YOUR GOAL ▸ Render every line of the rows below as a numbered list, omitting any blank lines and excluding the pictures.
◇ ◇ ◇ ◇ ◇
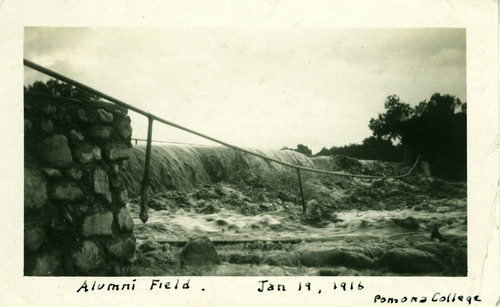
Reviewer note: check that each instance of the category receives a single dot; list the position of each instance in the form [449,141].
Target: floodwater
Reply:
[260,231]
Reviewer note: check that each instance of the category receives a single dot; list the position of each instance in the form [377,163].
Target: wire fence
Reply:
[151,118]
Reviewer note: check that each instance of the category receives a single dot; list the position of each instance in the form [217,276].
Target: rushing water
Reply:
[254,206]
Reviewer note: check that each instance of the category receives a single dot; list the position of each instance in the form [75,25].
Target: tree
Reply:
[56,88]
[390,125]
[434,129]
[323,152]
[303,150]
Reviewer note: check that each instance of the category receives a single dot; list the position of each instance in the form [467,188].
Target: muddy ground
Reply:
[413,226]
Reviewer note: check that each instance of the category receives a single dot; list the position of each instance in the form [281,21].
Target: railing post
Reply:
[301,191]
[145,181]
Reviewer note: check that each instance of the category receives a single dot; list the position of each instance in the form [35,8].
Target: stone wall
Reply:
[75,216]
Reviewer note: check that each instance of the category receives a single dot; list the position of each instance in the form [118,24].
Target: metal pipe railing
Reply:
[152,117]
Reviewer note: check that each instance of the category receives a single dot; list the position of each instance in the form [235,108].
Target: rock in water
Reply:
[409,223]
[336,257]
[408,260]
[199,251]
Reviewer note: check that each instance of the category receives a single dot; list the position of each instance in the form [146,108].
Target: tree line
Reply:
[435,130]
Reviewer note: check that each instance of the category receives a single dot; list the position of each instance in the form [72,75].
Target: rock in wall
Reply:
[75,219]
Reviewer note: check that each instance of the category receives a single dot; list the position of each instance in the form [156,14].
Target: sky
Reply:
[261,88]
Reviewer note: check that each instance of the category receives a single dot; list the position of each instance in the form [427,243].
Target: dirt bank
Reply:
◇ ◇ ◇ ◇ ◇
REPLY ▸
1. Reviewer note: check that each instance of the category receives a single dot; list the position of each instance in the form [449,141].
2. Target: floodwater
3. Reply:
4. [260,231]
5. Reviewer note: check that each instance of the category receives a single dot; list the position of each instance in the form [377,163].
6. Target: wire fence
7. Reply:
8. [151,118]
9. Reviewer note: check that each instance of the category receives a single dot; list the position of each instance in the form [217,276].
10. Target: rushing water
11. Reply:
12. [254,206]
13. Reviewer note: check that each instance of the category receives a single dot; list the position of each instance in the form [75,25].
14. Target: tree
15. Reply:
16. [56,88]
17. [390,125]
18. [434,129]
19. [323,152]
20. [303,150]
21. Reviewer note: check that each instance of the category receives a single dot; list the position of each instance in the form [467,188].
22. Target: muddy ground
23. Reply:
24. [413,226]
25. Reviewer note: check that each instance of the category receives a single dot; list the position of each instance in the form [281,21].
26. Target: railing post
27. Reply:
28. [301,191]
29. [145,181]
30. Reviewer note: check that each instance of the category receives a single dot; list the position of each instance in the form [35,8].
31. Target: stone wall
32. Reply:
33. [75,216]
34. Reviewer note: check that each instance of the category receives a single dot; list the position of each instance in the form [118,24].
35. Target: metal pipe railing
36. Reply:
37. [152,117]
38. Reviewer note: check that each instance of the category receives a single dot; list the position of each instance in the form [235,108].
39. Target: rock in water
40. Reply:
41. [409,223]
42. [336,257]
43. [408,260]
44. [199,251]
45. Reviewer note: check that each instance of the category receives a single dot; list the position of each instance in the form [146,108].
46. Target: tree line
47. Reply:
48. [435,130]
49. Reviewer note: check that each instance of the category receives a single dot; list the position of each instance in the form [72,75].
50. Target: rock in wall
51. Reply:
52. [75,219]
53. Reviewer note: check that each instance of the category receives a single dot; list the position of each instance in the form [156,14].
54. Target: sky
55. Reply:
56. [261,88]
57. Reviewer note: check that each instance of the category receives a single dot; list the position of each instance in the form [427,243].
58. Target: dirt bank
59. Reply:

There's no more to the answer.